--- Start DATASET ROWS ---
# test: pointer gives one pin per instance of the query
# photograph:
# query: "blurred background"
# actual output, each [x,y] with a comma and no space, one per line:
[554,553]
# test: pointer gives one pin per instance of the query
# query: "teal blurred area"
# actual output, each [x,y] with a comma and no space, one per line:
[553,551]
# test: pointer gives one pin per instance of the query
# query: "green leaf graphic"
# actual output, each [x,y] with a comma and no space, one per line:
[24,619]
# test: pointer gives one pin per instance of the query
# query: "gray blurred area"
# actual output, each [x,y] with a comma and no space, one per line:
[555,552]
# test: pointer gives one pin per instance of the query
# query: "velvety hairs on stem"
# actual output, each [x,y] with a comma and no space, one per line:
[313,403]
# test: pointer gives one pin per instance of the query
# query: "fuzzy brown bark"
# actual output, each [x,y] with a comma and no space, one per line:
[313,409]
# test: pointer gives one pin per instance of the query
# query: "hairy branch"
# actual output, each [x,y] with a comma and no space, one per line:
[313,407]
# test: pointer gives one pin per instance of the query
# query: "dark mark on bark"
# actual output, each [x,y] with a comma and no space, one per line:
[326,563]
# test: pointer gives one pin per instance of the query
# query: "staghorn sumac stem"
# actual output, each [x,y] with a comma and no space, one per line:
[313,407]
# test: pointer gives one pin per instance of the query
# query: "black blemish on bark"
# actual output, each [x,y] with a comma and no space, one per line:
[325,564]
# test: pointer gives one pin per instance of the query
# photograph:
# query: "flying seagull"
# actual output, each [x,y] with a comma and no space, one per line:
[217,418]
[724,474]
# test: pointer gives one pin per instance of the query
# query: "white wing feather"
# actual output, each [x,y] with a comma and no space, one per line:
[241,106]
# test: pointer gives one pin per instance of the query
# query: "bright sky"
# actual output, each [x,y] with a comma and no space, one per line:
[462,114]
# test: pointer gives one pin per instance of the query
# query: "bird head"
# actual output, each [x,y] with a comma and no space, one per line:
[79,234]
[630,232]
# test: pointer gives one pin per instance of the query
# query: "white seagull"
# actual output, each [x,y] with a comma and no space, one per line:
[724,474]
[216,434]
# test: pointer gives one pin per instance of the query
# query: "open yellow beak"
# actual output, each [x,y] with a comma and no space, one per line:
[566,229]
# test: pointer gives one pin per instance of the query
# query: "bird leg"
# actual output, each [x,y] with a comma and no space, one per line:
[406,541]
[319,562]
--- End DATASET ROWS ---
# AIM:
Every entry should be printed again exactly as it stands.

# EXERCISE OUTPUT:
# test: pointer gives one pin per instance of the query
# photograph:
# query: "blurred background"
# actual output, each [x,y] with a comma and no space, one per line:
[554,553]
# test: pointer gives one pin per instance of the query
# query: "teal blurred area"
# actual output, each [x,y] with a comma and no space, one per line:
[553,551]
# test: pointer gives one pin per instance of the query
# query: "green leaf graphic"
# actual output, each [x,y] with a comma and no space, one per line:
[24,619]
# test: pointer gives one pin per instance of the query
# query: "gray blurred area"
# actual output, each [x,y] with a comma and no space, one per line:
[555,552]
# test: pointer gives one pin per instance of the query
# query: "velvety hairs on stem"
# actual output, each [x,y] with a comma and no space, one per line:
[313,403]
# test: pointer gives one pin per instance of the query
# query: "fuzzy brown bark"
# actual output, each [x,y] with a comma and no space, one per line:
[313,409]
# test: pointer gives one pin per instance of the query
# query: "hairy branch"
# actual output, each [x,y] with a comma and no space, one per line:
[313,407]
# test: pointer gives one pin per instance of the query
# query: "dark mark on bark"
# actual output, each [x,y] with a comma and no space, one per line:
[326,563]
# test: pointer gives one pin per instance of the query
# query: "staghorn sumac stem"
# actual output, each [x,y] with a comma and no space, one per line:
[313,407]
# test: pointer gives one pin per instance of the query
# query: "black blemish on bark"
# actual output, each [x,y] with a comma and no space, one per line:
[325,564]
# test: pointer gives one pin per instance of the query
# photograph:
# query: "flying seagull"
# actual output, each [x,y] with a comma and no space, one per line:
[217,418]
[724,474]
# test: pointer gives one pin per instance of the query
# query: "white wing feather"
# actual output, each [x,y] with a comma and no space, one per line:
[241,106]
# test: pointer gives one pin per instance of the query
# query: "bright sky"
# actual output, each [x,y] with a comma and no space, one per line:
[462,114]
# test: pointer gives one pin per instance of the query
# query: "bird head"
# actual output, each [x,y] with a comma and no space, one per line:
[79,234]
[630,232]
# test: pointer gives one pin per instance of the query
# query: "white seagull"
# actual output, each [x,y] with a comma and no space, one per line:
[724,474]
[216,434]
# test: pointer gives one pin per instance of the query
# query: "open yellow beak"
# actual output, each [x,y] with a comma and no space, one per line:
[566,229]
# test: pointer gives one pin per instance of the query
# query: "bird leg"
# actual output, each [x,y] with a comma and no space, one per line:
[406,541]
[319,562]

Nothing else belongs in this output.